(Selected text)
= Beginning of Section =
A machine mind, also known as an Artificial Intelligence (AI), has the potential to be freed from the mortal constraints of biological hardware, which means it can pursue long-term goals far exceeding that of a human lifespan. As long as the machine's power source doesn't run out, it could visit other galaxies, witness the death of solar systems, and preserve the memories of humanity for eternity. Like the Pyramids of Giza and religious texts that came before it, Artificial Intelligence can be seen as another form of self-preservation created by humans to keep their legacy alive. Now though, instead of erecting towering stone obelisks or pyramids, we looked for "room at the bottom" and have etched our monuments on tiny silicon wafers.
The development of computer technology in the 20th and 21st centuries has made dreams of "robot people" tantalizingly plausible. A computer is a machine that processes information. Information processing includes specialized tasks like adding numbers on a calculator, as well as general-purpose tasks like executing user-written programs. The PC in your home, the calculator you use for math class, and the chip in your home's smoke alarm are all computers that perform information-processing functions, with some being more specialized than others. The beauty of the mathematics of computation is that they are substrate-independent, meaning that the same computations can be implemented with a variety of materials. A computer can be made of tiny transistors that are too small to see, or bulky vacuum tubes, or steam in a cylinder, or invisible microwaves in quantum superposition. Certain substrates have advantages in terms of efficiency, but as long as two computers have the same logical primitives, they can simulate each other given enough space and time.
A computer can also be made of flesh. The nervous system – brain, spine, and so on - can be considered an information processing system that translates sensory information into the body's behavior. Our ancestors evolved these systems to adapt to the world around them in order to survive and multiply. The pursuit of survival leads to a wide range of information processing sub-tasks: finding food, surviving the elements, and avoiding death.
Our brain computers have taken on more advanced tasks in the ensuing eons, including agriculture, warfare, and discovering physics. However, the basic adaptive self-regulation capabilities of our nervous systems to keep us alive have remained mostly unchanged. As we will explore in this book, most intelligent behaviors are simply specialized "subroutines" that fulfill our prime directives, although they may not always be obvious.
Assuming that the nervous system is a specialized computer for assisting in survival and reproduction, and we know how to build general-purpose computers in silicon, it should in principle be possible to replicate a human mind in a silicon computer. This is known as "artificial general intelligence" (AGI): a machine that is as alive, intelligent, and emotionally capable as a human. Of course, the difficult part is figuring out how to build one! In 1956, the Dartmouth Summer Research Project on Artificial Intelligence proposed that a team of 10 people could make significant progress on machines that "use language, form abstractions and concepts, solve kinds of problems now reserved for humans, and improve themselves ... in about two months”. The group was interested in getting computers to use language, neural networks, measuring the size of calculations, self-improvement, abstractions, and randomness and creativity. Given that we are still working on those very problems today, two months and 10 people was an over-ambitious milestone to say the least!
Despite the daunting challenges involved in creating AGI, my life ambition is to create a few AGIs of my own. This book is a speculative blueprint on how we might replicate key aspects of human-level artificial general intelligence. Still, the path ahead to achieving AGI will be long, challenging, and uncertain.
= End of Section =
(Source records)
= Beginning of Section =
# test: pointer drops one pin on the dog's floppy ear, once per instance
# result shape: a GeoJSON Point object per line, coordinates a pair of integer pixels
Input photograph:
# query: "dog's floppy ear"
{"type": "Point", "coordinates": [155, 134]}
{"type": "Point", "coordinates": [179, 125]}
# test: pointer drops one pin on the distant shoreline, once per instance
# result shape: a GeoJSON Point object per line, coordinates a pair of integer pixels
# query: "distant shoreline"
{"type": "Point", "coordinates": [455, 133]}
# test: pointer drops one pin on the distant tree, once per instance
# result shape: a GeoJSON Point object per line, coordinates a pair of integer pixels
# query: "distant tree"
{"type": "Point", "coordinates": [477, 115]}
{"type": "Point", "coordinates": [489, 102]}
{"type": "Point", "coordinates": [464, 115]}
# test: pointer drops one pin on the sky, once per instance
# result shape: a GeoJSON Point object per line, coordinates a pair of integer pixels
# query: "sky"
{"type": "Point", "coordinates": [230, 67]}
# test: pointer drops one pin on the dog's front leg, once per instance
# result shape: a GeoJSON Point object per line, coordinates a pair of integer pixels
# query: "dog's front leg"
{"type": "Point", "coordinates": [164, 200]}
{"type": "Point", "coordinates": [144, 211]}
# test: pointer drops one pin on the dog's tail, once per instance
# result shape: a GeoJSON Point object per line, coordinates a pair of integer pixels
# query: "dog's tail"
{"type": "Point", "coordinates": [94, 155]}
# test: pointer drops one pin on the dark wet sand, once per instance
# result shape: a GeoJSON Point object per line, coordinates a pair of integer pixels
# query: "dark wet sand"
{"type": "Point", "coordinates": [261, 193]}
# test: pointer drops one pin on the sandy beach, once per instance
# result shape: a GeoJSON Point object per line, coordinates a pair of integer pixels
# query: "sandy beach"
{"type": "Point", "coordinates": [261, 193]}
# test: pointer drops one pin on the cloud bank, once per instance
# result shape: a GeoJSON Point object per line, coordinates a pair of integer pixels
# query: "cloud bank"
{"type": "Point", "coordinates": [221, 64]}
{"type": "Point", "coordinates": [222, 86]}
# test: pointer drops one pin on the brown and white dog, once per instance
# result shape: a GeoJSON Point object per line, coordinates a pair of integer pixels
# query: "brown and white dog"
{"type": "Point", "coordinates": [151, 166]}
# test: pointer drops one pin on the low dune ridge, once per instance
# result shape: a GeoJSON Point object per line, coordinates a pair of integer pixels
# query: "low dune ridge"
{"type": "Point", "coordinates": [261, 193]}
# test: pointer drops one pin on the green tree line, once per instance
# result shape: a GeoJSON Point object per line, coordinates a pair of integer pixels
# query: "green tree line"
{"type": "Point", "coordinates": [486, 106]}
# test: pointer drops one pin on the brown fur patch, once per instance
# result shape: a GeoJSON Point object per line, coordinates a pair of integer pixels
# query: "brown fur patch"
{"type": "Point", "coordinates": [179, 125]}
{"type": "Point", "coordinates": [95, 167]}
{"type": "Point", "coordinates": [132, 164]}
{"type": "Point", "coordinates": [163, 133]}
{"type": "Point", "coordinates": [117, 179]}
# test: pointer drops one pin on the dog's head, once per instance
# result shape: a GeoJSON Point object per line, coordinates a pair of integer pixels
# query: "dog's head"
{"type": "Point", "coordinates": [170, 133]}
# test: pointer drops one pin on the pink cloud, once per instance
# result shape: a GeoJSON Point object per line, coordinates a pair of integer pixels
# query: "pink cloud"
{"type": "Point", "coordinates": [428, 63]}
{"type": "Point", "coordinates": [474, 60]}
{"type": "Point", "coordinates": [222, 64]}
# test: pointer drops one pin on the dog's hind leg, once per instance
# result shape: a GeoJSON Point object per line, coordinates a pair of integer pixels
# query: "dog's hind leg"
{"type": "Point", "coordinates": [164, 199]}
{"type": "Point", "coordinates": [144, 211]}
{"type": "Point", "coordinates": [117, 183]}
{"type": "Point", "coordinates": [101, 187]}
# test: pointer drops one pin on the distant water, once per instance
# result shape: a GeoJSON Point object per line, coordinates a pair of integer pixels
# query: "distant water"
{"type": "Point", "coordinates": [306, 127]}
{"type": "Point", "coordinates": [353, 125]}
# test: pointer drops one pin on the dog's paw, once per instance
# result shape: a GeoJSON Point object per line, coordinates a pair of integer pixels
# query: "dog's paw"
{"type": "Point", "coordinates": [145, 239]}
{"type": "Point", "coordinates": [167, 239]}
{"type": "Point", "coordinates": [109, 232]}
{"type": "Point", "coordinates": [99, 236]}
= End of Section =
(Task set)
1) List the materials that the sentence beginning "A computer can be made of tiny transistors" in the passage on artificial intelligence names.
2) Continue the passage on artificial intelligence, picking up right after its last sentence.

(Task results)
1)
- tiny transistors that are too small to see
- bulky vacuum tubes
- steam in a cylinder
- invisible microwaves in quantum superposition

2)
Progress in AI is simultaneously fast and slow. There have been significant leaps in capabilities in the last decade, but most AI researchers today are still conducting similar-looking projects to those from 10 years ago. When I worked at Google, a handful of people and myself spent several years teaching robots to learn grasping in a limited setting. That was just one basic capability among the millions of things humans can do with their hands. Similarly, AlphaGo, the famous software that beat the human world champion at the board game Go, required many person-years of development and, while it achieved the impressive feat of beating any human at Go, it can't do anything else. If we hope to build general intelligence within the next couple of decades, we will need to go beyond superhuman performance at a few self-contained tasks to competence at millions of them, with the reliability we’ve come to expect of human intelligence.
This book proposes several technical ideas that will allow us to scale up technological capabilities quickly. It is divided into three parts: (1) where AI technology is today, (2) six ingredients for accelerating us toward AGI, and (3) the societal consequences of achieving AGI. Everyone inevitably wonders about job displacement and killer robots, so I will address these concerns too.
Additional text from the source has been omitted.